* Requirement: Count the lines below that contain the word "mine", treating case as significant. Give only the number.

Data entries:
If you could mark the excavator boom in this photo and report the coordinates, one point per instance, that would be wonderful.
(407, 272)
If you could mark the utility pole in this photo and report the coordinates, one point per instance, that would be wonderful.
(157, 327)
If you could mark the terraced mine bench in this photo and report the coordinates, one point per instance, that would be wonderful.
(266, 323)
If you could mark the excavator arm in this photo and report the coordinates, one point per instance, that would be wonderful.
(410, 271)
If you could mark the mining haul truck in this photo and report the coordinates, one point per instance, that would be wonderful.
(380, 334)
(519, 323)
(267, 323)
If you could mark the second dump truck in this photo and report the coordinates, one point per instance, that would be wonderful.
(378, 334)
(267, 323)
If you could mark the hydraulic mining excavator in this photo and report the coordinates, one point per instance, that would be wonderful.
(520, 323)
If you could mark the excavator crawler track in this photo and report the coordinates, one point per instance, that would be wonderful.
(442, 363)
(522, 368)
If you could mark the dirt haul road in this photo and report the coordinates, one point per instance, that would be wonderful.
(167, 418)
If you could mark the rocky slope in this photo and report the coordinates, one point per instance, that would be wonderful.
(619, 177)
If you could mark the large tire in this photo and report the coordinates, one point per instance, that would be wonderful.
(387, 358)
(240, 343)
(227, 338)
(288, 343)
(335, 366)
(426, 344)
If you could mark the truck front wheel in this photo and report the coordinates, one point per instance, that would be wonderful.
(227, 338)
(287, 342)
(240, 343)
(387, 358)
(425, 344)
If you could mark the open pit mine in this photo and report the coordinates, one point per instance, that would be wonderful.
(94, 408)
...
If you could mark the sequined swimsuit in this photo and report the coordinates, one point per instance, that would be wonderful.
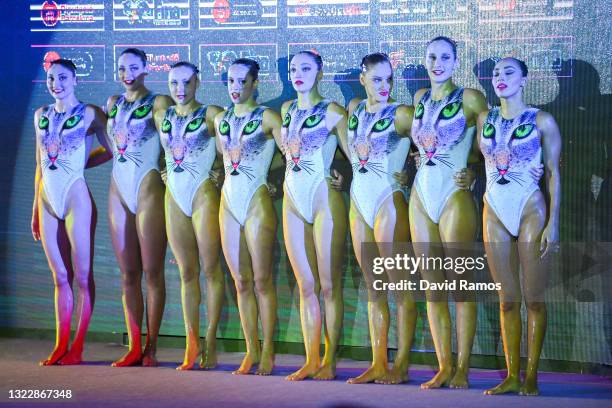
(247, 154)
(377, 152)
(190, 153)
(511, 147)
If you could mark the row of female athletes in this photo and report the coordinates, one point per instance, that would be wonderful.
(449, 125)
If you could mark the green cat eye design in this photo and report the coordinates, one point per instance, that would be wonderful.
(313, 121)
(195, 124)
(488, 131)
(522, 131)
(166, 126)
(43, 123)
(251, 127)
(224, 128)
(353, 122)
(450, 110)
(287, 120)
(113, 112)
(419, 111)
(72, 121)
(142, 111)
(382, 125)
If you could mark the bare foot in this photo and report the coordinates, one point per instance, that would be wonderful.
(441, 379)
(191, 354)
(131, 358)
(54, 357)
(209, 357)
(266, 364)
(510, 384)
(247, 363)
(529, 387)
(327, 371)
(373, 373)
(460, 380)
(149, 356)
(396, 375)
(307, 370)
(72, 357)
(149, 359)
* * *
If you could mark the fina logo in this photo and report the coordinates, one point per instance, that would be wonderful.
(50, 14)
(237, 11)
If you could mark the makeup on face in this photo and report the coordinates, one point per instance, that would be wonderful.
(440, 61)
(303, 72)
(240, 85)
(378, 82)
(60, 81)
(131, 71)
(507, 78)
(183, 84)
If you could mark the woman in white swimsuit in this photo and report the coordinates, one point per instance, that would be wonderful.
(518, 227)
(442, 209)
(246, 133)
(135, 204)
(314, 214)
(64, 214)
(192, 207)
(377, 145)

* Task response: 2